-- START OF Passage --
By substituting Equation (A3) into Equation (A2), we obtain

$$\begin{equation} E_{{\rm bind}} = \frac{G M_{{\rm com}} (M_{{\rm com}} - M_{{\rm core}} - M_{{\rm BH},f} + M_{{\rm BH}})}{\lambda A}. \end{equation} \tag{ A4 }$$

The parameter λ is a numerical factor scaling the binding energy of the BH companion's envelope during the phase of accretion, and is defined as

$$\begin{equation} \lambda \equiv \frac{G M_{{\rm com},i} (M_{{\rm com},i} - M_{{\rm core}})}{E_{{\rm bind},i} R_{{\rm com},i}}. \end{equation} \tag{ A5 }$$

Here, M_{com, i} and R_{com, i} are the pre-CE mass and radius of the BH companion, respectively. We notice that R_{com, i} is different from the BH companion's radius at the onset of the accretion phase (R_{com, acc}). The envelope binding energy E_{bind, i} of the pre-CE BH companion is defined in Equation (8).
-- END OF Passage --
-- START OF Supplied material --
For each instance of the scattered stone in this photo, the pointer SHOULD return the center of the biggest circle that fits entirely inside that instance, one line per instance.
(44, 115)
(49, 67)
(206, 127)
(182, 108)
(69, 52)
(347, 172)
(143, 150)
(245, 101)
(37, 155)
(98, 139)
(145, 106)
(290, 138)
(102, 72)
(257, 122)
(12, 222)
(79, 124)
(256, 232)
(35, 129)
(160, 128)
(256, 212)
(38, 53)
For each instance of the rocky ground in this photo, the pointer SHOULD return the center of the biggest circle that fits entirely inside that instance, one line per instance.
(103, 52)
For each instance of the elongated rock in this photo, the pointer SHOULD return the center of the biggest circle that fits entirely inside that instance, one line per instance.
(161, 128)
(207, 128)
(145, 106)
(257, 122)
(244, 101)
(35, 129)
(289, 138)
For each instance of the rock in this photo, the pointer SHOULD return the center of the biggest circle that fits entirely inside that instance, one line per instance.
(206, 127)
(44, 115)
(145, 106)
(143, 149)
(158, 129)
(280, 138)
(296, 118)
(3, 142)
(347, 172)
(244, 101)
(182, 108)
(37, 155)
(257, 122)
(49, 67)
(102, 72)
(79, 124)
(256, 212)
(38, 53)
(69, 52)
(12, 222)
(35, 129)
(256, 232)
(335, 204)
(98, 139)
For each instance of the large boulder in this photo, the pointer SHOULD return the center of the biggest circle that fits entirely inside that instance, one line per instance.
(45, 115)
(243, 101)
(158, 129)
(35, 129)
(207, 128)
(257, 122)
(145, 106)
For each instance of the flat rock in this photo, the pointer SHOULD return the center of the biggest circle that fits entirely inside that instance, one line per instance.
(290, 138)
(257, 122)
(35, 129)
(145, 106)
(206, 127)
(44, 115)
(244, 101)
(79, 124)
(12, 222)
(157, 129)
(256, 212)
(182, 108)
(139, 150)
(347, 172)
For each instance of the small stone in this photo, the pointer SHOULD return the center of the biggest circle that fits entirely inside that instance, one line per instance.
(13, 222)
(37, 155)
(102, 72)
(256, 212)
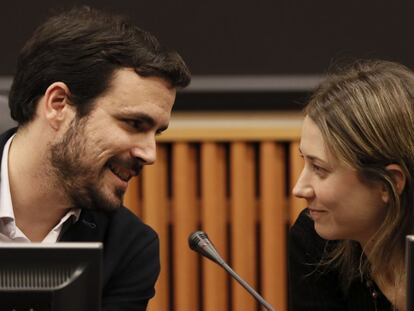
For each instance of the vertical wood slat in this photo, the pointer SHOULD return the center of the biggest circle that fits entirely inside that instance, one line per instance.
(132, 198)
(273, 224)
(296, 165)
(185, 219)
(214, 220)
(242, 217)
(155, 213)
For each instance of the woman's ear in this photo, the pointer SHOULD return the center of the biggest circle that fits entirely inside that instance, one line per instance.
(398, 177)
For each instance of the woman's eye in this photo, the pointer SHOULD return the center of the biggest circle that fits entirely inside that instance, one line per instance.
(318, 170)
-- END OF Supplied material --
The request: Update the binding-energy passage from "The parameter λ" to "defined in Equation (8).", putting "pre-common-envelope" wherever "pre-CE" appears.

Solution to this task:
The parameter λ is a numerical factor scaling the binding energy of the BH companion's envelope during the phase of accretion, and is defined as

$$\begin{equation} \lambda \equiv \frac{G M_{{\rm com},i} (M_{{\rm com},i} - M_{{\rm core}})}{E_{{\rm bind},i} R_{{\rm com},i}}. \end{equation} \tag{ A5 }$$

Here, M_{com, i} and R_{com, i} are the pre-common-envelope mass and radius of the BH companion, respectively. We notice that R_{com, i} is different from the BH companion's radius at the onset of the accretion phase (R_{com, acc}). The envelope binding energy E_{bind, i} of the pre-common-envelope BH companion is defined in Equation (8).